Exercise description
Continue the news story below about the Giants' trade for Alec Ogletree, picking up right after its last sentence.

Source text
Los Angeles Rams inside linebacker Alec Ogletree leave the field after an NFL football game against the Tennessee Titans Sunday, Dec. 24, 2017, in Nashville, Tenn. The Rams won 27-23. Credit: AP / Mark Zaleski

Two weeks ago, new Giants defensive coordinator James Bettcher delivered a clinic to the front office explaining what type of players he is looking for to run his schemes. On Wednesday, they found one of them.

The Giants agreed to trade two of this year’s draft picks to acquire Rams linebacker Alec Ogletree, a source told Newsday. ESPN first reported the deal.

The trade won’t be official until the start of the league year next week. At that point the Rams will get the Giants’ fourth-round and sixth-round selections in the upcoming draft (the fourth-rounder being a compensatory pick at 135th overall and the sixth at 176) while the Giants get Ogletree and the Rams’ seventh-rounder in the 2019 draft.

Extracted records

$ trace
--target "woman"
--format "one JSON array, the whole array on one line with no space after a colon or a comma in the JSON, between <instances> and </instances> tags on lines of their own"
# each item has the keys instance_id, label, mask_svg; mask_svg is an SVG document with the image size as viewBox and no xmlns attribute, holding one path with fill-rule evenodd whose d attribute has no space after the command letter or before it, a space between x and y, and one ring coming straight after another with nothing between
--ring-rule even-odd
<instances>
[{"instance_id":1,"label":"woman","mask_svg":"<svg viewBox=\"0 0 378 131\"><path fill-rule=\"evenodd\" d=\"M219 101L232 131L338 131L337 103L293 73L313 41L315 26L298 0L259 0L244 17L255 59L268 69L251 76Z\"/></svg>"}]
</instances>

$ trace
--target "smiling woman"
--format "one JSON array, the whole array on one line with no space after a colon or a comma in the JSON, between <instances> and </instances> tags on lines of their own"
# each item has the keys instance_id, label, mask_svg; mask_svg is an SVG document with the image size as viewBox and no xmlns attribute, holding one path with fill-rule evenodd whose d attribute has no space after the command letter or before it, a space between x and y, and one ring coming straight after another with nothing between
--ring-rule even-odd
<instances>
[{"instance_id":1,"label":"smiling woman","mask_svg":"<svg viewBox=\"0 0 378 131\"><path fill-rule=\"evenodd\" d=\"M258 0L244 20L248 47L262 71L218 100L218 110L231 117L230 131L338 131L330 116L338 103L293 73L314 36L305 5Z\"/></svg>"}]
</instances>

Written answer
Ogletree was a first-round pick for the Rams out of Georgia in 2013 and initially caught the Giants’ eye in that draft class. Now 26, he has been a starter for the Rams since his rookie year. In five seasons he’s totaled 501 tackles, including 135 in 2016.

Ogletree signed a four-year, $42-million extension with the Rams last season. He has four years remaining on that contract with base salaries of $3 million in 2018 (plus a $7-million roster bonus due on March 16), $4 million in 2019, $10 million in 2020 and $9 million in 2021.

Ogletree began his career as an outside linebacker for the Rams but moved to the inside in 2016. Last season the Rams made a transition from a 4-3 scheme to a 3-4, just as the Giants are going to do in 2018. Ogletree became a steady presence in the middle of their system with 95 tackles in 15 games. He also broke up 10 passes and returned an interception for a touchdown.

The Giants had not invested much in the linebacker position during Jerry Reese’s tenure as general manager. Reese never selected one in the top two rounds of any draft and signed mostly castoff veterans. The Giants had only two linebackers on their roster heading into the new league year: fourth-round pick B.J. Goodson, entering his third season, and Calvin Munson, an undrafted player entering his second season.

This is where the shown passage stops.